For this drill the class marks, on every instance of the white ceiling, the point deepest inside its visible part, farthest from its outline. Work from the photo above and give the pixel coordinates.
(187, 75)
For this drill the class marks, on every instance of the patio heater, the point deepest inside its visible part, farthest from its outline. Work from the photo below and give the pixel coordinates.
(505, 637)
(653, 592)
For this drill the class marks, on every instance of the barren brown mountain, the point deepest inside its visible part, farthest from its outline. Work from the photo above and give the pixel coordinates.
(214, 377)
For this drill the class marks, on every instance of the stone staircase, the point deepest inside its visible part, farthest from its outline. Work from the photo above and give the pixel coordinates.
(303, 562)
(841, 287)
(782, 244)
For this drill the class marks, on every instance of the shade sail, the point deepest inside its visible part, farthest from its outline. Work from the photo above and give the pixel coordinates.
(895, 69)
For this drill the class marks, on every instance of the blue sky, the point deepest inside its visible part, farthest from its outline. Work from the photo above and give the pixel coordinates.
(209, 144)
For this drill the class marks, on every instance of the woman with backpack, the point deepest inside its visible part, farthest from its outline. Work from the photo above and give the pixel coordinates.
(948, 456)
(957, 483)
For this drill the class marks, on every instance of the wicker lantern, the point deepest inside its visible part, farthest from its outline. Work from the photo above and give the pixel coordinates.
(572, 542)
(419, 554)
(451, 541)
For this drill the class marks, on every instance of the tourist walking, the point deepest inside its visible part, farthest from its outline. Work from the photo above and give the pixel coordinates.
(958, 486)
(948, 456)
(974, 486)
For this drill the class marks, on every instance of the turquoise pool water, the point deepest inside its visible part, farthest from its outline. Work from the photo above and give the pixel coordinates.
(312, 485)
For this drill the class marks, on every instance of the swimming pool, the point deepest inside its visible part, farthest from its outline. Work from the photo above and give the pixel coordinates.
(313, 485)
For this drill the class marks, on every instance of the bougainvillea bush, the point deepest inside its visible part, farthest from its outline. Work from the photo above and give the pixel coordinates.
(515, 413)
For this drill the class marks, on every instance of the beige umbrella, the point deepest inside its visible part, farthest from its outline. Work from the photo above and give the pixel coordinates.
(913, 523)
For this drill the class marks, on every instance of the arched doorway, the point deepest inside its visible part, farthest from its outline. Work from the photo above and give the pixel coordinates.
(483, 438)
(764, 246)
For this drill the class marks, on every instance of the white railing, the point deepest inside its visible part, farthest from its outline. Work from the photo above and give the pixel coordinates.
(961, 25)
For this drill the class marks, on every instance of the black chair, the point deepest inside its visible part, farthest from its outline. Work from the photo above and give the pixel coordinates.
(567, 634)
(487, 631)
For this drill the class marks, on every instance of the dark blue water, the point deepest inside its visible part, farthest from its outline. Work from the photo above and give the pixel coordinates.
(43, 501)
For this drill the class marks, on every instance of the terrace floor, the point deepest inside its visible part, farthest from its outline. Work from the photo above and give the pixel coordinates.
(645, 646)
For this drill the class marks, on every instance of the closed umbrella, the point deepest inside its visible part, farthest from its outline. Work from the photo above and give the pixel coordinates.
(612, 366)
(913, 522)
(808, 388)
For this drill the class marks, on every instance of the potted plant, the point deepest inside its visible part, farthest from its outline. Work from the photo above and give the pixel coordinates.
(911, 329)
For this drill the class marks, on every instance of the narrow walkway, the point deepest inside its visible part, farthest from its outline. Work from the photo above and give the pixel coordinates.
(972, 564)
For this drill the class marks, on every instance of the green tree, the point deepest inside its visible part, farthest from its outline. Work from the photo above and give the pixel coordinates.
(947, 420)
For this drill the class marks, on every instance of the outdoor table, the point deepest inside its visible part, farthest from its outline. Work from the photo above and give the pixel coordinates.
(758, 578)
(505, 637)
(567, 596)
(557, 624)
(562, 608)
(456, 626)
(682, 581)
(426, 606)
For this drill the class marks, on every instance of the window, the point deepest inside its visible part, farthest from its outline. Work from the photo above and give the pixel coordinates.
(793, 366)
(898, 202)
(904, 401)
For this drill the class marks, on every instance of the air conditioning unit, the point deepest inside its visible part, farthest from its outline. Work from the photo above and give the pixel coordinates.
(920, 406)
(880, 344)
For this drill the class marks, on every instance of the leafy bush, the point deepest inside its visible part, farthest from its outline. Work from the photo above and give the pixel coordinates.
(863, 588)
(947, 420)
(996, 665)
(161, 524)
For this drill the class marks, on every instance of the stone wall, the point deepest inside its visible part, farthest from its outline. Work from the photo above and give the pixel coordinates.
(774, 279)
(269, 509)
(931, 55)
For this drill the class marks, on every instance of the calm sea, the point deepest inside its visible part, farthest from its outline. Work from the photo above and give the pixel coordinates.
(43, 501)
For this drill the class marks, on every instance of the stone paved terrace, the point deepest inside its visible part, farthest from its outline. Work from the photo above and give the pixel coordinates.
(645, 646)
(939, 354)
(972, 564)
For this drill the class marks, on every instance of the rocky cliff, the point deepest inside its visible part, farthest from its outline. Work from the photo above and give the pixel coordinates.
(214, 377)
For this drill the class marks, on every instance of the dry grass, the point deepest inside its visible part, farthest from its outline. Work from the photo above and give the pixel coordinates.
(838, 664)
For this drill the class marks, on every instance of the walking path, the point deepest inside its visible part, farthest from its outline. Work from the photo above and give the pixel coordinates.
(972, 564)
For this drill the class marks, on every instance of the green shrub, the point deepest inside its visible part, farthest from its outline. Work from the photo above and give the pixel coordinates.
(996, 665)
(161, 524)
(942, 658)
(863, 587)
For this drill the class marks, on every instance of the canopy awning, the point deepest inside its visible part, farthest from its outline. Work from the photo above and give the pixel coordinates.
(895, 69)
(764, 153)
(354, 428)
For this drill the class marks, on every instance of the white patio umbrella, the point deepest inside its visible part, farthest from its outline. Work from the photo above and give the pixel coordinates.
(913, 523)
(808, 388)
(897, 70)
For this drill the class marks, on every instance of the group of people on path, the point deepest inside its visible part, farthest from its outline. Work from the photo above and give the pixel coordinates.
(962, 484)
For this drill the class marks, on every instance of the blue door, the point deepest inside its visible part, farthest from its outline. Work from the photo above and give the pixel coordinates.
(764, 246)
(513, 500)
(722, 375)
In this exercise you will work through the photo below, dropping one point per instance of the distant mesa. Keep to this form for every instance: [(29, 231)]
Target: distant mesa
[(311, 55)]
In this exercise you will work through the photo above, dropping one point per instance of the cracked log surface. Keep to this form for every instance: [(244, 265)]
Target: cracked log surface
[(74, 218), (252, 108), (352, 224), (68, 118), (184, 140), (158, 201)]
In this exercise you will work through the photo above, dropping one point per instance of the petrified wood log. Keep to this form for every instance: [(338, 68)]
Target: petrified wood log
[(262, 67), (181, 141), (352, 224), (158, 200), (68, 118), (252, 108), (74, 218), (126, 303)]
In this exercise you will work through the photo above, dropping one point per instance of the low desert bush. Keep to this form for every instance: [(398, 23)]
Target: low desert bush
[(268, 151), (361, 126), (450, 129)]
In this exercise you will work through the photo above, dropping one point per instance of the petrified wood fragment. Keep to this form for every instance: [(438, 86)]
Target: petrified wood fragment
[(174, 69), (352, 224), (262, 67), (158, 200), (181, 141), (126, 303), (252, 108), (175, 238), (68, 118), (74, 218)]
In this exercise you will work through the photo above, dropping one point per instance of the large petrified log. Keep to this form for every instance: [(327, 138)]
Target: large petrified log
--------------------------------------------------
*Task to complete:*
The reply should restate the records above in full, character for character.

*Written solution:*
For this drill the class marks, on every instance of the white ceiling, the point deepest inside its visible part, farthest from its outline. Work from the photo above and give the pixel coordinates.
(187, 75)
For this drill the class marks, on every instance of the patio heater, the point deepest inside its visible part, farthest from its outline. Work from the photo below and give the pixel coordinates.
(505, 637)
(653, 592)
For this drill the class marks, on every instance of the barren brown mountain, the point deepest inside its visible part, farthest from its outline. Work from the photo above and give the pixel coordinates.
(214, 377)
For this drill the class marks, on every instance of the stone staircase, the point deepest inside its visible part, farthest from its outline. Work from the photo above and give the pixel coordinates.
(303, 562)
(841, 287)
(782, 244)
For this drill the class marks, on every instance of the shade sail, the point deepest inside its visible part, farthest from its outline. Work from the photo above and give the pixel coordinates.
(895, 69)
For this drill the class marks, on every instance of the blue sky, the point deepest inside its visible part, farthest from its outline. Work from the photo above and give the pixel coordinates.
(209, 144)
For this drill the class marks, on every instance of the woman with backpack, the point deepest inside its visible part, farthest from its outline. Work from the photo above and give the pixel coordinates.
(948, 456)
(957, 483)
For this drill the class marks, on every instance of the wicker lantern, the point deepest inside its visible part, farthest from its outline. Work from the photo above and give the pixel coordinates.
(572, 542)
(419, 554)
(451, 541)
For this drill the class marks, on every instance of the tourist walking, the point deepest inside its visible part, farthest from its outline. Work from the photo above and give the pixel coordinates.
(958, 486)
(948, 456)
(974, 486)
For this drill the class marks, on every instance of the turquoise pool water, the point deepest inside its visible part, farthest from its outline. Work from the photo above and give the pixel coordinates.
(312, 485)
For this drill the class marks, on every instance of the swimming pool, the point deepest inside its visible part, farthest from its outline. Work from the photo above and give the pixel coordinates.
(313, 485)
For this drill the class marks, on every instance of the bougainvillea bush, the point deepest inside its visible part, farthest from its outline. Work from the photo above and give the pixel coordinates.
(515, 413)
For this drill the class marks, on every instance of the beige umbrella, the point deepest inside its visible part, farthest from its outline. Work from the photo above and give the pixel coordinates.
(913, 523)
For this drill the class marks, on every instance of the arched doorway, the point deepest inside its visible part, farthest from its outline. Work from the photo above and give the pixel coordinates.
(483, 438)
(764, 246)
For this drill the class marks, on every instance of the white railing, the point deepest inside its visible part, farthest from its outline. Work from the photo above and give the pixel coordinates.
(961, 25)
For this drill the class marks, on every instance of the black chair, the point deepest inside its visible part, farthest from its outline. Work from the photo above and give the pixel coordinates.
(567, 634)
(487, 631)
For this drill the class marks, on every instance of the dark blue water, the point deepest inside its visible part, farthest from its outline. Work from the photo above and give the pixel coordinates.
(43, 501)
For this drill the class marks, on every instance of the terrace floor, the point deepest inside its visible part, farthest from its outline. Work from the photo above and give the pixel coordinates.
(645, 646)
For this drill the class marks, on every instance of the closed umbrella, the point deepest inside its visible part, farthest from its outline. Work from the photo above and give the pixel coordinates.
(612, 366)
(913, 522)
(808, 388)
For this drill the class marks, on every instance of the potted plant, the point deepest inside its visible part, farthest from its outline. Work from the photo above and give the pixel coordinates.
(911, 329)
For this drill the class marks, on every instance of the narrow walkway, the point deepest inside its visible part, farthest from its outline. Work from the photo above and give the pixel coordinates.
(972, 564)
For this drill the class marks, on every instance of the green tree, the point deepest inside its visible part, farthest from its outline. Work from the photo above and give the pixel coordinates.
(947, 420)
For this drill the class marks, on every instance of the outdoor table, the point deepest inside its visible part, farthest from its outline. Work from the photo above and give the pixel coordinates.
(758, 578)
(505, 637)
(567, 596)
(557, 624)
(562, 608)
(456, 626)
(682, 581)
(426, 606)
For this drill the class marks, on every instance of the window, the point deepest inside its visible part, farthest from its outline. Work from the photo above and give the pixel coordinates.
(793, 366)
(898, 202)
(904, 401)
For this drill the class marks, on every instance of the air conditioning unit, the point deepest inside its visible part, farthest from its outline. Work from the photo above and give the pixel coordinates.
(920, 406)
(880, 344)
For this drill the class marks, on every instance of the leafy bush, the point deepest inside its visible part, farthest from its outline. Work from the photo above and give the pixel coordinates.
(863, 588)
(947, 420)
(996, 665)
(161, 524)
For this drill the class marks, on every instance of the stone wall, the point deepest inside its visible part, farthest from its outline. Work from the photo above and give the pixel coordinates.
(774, 279)
(269, 509)
(931, 55)
For this drill the class marks, on every instance of the calm sea, the point deepest inside its visible part, farthest from its outline. Work from the photo above and give the pixel coordinates.
(43, 501)
For this drill the class marks, on every instance of the stone paved terrace, the point deepest inside its visible part, farthest from its outline. Work from the photo above and give the pixel coordinates.
(645, 646)
(939, 354)
(972, 564)
For this drill the class marks, on every instance of the rocky cliff, the point deepest inside its visible part, farthest from its outline. Work from the photo above and give the pixel coordinates.
(214, 377)
For this drill the class marks, on every instance of the dry grass, the point deepest inside its visible part, farthest from its outline. Work from the photo above and give the pixel coordinates.
(838, 664)
For this drill the class marks, on every instance of the walking path, the point deepest inside its visible part, farthest from its outline. Work from the photo above and give the pixel coordinates.
(972, 564)
For this drill the class marks, on every instance of the green shrub, the point deepest inside its visible part, farthest from its outline. Work from the photo above and give the pixel coordinates.
(996, 665)
(161, 524)
(942, 658)
(863, 587)
For this drill the class marks, on every instance of the canopy awning, the point deepest inside its visible part, farthest from its outline. Work from the photo above and give the pixel coordinates.
(895, 69)
(764, 153)
(354, 428)
For this drill the class marks, on every instance of the white patio umbrella, the point deepest inside its visible part, farthest from its outline. Work from the photo above and give the pixel coordinates.
(913, 523)
(808, 388)
(897, 70)
For this drill the class marks, on every instance of the group of people on path, the point deepest inside its visible part, farthest from its outline. Work from the photo above and give the pixel coordinates.
(962, 484)
For this drill the class marks, on every instance of the blue door, the point deepest inside its visible part, farthest from its outline. Work from the photo above and give the pixel coordinates.
(764, 246)
(513, 500)
(722, 375)
In this exercise you will work through the photo below, dropping one point per instance of the distant mesa. Keep to this form for every instance: [(29, 231)]
Target: distant mesa
[(311, 55)]
In this exercise you will work through the photo above, dropping one point per instance of the cracked log surface. Keep to this form for every instance: [(244, 265)]
Target: cracked log surface
[(74, 218), (252, 108), (352, 224), (68, 118), (184, 140), (158, 201)]
In this exercise you will work through the photo above, dropping one point per instance of the petrified wood log. Keep to this form for every instance: [(338, 68)]
Target: petrified wood log
[(262, 67), (181, 141), (352, 224), (158, 200), (68, 118), (252, 108), (74, 218), (126, 303)]
In this exercise you will work through the photo above, dropping one point per instance of the low desert bush. Keep to this form for every instance: [(398, 23)]
Target: low desert bush
[(268, 151), (361, 126), (450, 129)]
In this exercise you will work through the photo above, dropping one point per instance of the petrified wood fragment. Keep to this form for every instance: [(438, 86)]
Target: petrified wood fragment
[(174, 69), (352, 224), (262, 67), (158, 200), (181, 141), (126, 303), (252, 108), (175, 238), (68, 118), (74, 218)]
In this exercise you will work through the photo above, dropping one point per instance of the large petrified log. Keep to this form for every instance: [(327, 138)]
Target: large petrified log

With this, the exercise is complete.